──────── DOCUMENTFRAGMENT ────────

Bevestiging vaste jurisprudentie terzake ingangsdatum (gewijzigde) onderhoudsverplichting
HR 6 februari 2015 , ECLI:NL:HR:2015:232
De Hoge Raad bevestigt de door hem reeds eerder geformuleerde regels met betrekking tot de door de feitenrechter te bepalen ingangsdatum van een (gewijzigde) onderhoudsverplichting, een en ander onder verwijzing naar zijn recente uitspraak van 25 april 2014, ECLI:NL:HR:2014:1001. Lees meer…
Bestuurdersaansprakelijkheid: rechter moet persoonlijk ernstig verwijt vaststellen
HR 6 februari 2015, ECLI:NL:HR:2015:246
Als een vennootschap tekortschiet in de nakoming van een verbintenis of een onrechtmatige daad pleegt, is uitgangspunt dat alleen de vennootschap aansprakelijk is voor daaruit voortvloeiende schade. Onder bijzondere omstandigheden is evenwel, naast voor aansprakelijkheid van die vennootschap, ook ruimte voor aansprakelijkheid van een bestuurder van de vennootschap. Voor het aannemen van zodanige aansprakelijkheid is vereist dat die bestuurder ter zake van de benadeling persoonlijk een ernstig verwijt kan worden gemaakt. Lees meer…
Hoge Raad gaat om: faillissement van vof impliceert niet tevens faillissement van de vennoten
HR 6 februari 2015, ECLI:NL:HR:2015:251 (Eiser/Bepro B.V.)

──────── OEFENGEGEVENS ────────

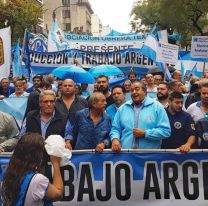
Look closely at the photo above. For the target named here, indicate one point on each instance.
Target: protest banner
(199, 47)
(5, 52)
(133, 177)
(167, 53)
(44, 63)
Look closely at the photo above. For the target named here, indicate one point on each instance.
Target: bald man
(177, 75)
(69, 103)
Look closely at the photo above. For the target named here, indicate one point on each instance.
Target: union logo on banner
(1, 52)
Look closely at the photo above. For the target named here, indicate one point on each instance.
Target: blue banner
(134, 178)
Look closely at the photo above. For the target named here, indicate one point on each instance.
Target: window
(66, 14)
(65, 2)
(68, 27)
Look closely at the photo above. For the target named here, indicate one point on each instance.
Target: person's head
(19, 87)
(175, 102)
(27, 157)
(36, 81)
(47, 102)
(78, 90)
(5, 83)
(45, 85)
(143, 81)
(118, 94)
(175, 86)
(149, 79)
(138, 92)
(132, 77)
(102, 84)
(177, 75)
(24, 82)
(162, 91)
(97, 102)
(127, 85)
(84, 87)
(203, 85)
(158, 79)
(67, 87)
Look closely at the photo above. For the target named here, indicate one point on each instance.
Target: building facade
(96, 27)
(72, 15)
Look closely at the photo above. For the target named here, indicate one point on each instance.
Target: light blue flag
(17, 111)
(17, 69)
(150, 47)
(57, 36)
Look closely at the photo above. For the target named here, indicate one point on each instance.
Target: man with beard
(140, 123)
(118, 93)
(182, 125)
(92, 126)
(151, 88)
(103, 87)
(162, 93)
(68, 104)
(199, 109)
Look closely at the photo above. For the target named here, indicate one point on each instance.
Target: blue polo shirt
(85, 135)
(182, 127)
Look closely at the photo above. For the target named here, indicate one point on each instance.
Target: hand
(55, 160)
(185, 148)
(68, 144)
(138, 132)
(116, 146)
(100, 147)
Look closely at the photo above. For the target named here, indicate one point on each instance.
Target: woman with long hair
(24, 183)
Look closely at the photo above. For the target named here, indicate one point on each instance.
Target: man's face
(132, 77)
(36, 82)
(47, 104)
(137, 93)
(162, 91)
(5, 84)
(157, 79)
(101, 104)
(177, 76)
(118, 96)
(150, 79)
(127, 86)
(176, 104)
(19, 88)
(204, 94)
(102, 85)
(68, 87)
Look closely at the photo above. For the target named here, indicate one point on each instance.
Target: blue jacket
(111, 111)
(152, 118)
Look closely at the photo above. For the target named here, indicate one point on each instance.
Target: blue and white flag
(56, 39)
(16, 67)
(5, 49)
(150, 48)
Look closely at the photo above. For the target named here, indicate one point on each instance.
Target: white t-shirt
(37, 190)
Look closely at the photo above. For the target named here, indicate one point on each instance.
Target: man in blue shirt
(92, 126)
(182, 125)
(6, 88)
(118, 94)
(140, 123)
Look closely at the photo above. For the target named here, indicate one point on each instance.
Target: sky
(115, 13)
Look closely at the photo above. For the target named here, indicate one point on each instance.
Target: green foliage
(19, 15)
(188, 17)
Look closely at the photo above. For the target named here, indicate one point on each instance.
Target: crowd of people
(140, 114)
(147, 114)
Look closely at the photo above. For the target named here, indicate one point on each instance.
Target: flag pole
(204, 65)
(23, 49)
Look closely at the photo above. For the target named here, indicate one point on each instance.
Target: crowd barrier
(133, 177)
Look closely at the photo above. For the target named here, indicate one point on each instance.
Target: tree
(19, 15)
(187, 17)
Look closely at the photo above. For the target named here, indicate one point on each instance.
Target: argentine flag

────────

UIT TE VOEREN OPDRACHTEN:
• a. Noem alle ECLI-nummers die in het fragment over uitspraken van de Hoge Raad voorkomen.
• b. Vat de alinea die begint met "Als een vennootschap tekortschiet" uit het fragment over uitspraken van de Hoge Raad beknopter samen en behoud daarbij de kernpunten.
• c. Pak het fragment over uitspraken van de Hoge Raad op waar het ophoudt en schrijf het verder.
De regels zijn hiervoor niet nodig.

GENUMMERDE ANTWOORDEN:
• a.
ECLI:NL:HR:2015:232
ECLI:NL:HR:2014:1001
ECLI:NL:HR:2015:246
ECLI:NL:HR:2015:251

• b. Voor schade door een tekortkoming of onrechtmatige daad van een vennootschap is in beginsel alleen de vennootschap aansprakelijk. Onder bijzondere omstandigheden kan daarnaast een bestuurder aansprakelijk zijn. Dat kan alleen als hem persoonlijk een ernstig verwijt kan worden gemaakt.

• c.
Het faillissement van een vof heeft niet steeds en noodzakelijkerwijs het faillissement van de vennoten tot gevolg. Vennoten (natuurlijke personen) die een verzoek hebben ingediend om toegelaten te worden tot de wettelijke schuldsaneringsregeling dienen dus niet zonder meer failliet verklaard te worden indien het faillissement van de vof wordt uitgesproken. Lees meer…
Misbruik van bevoegdheid curator tot opeising van onderpand (art. 58 Fw)
HR 6 februari 2015, ECLI:NL:HR:2015:228 (mr. Welage q.q./Rabobank)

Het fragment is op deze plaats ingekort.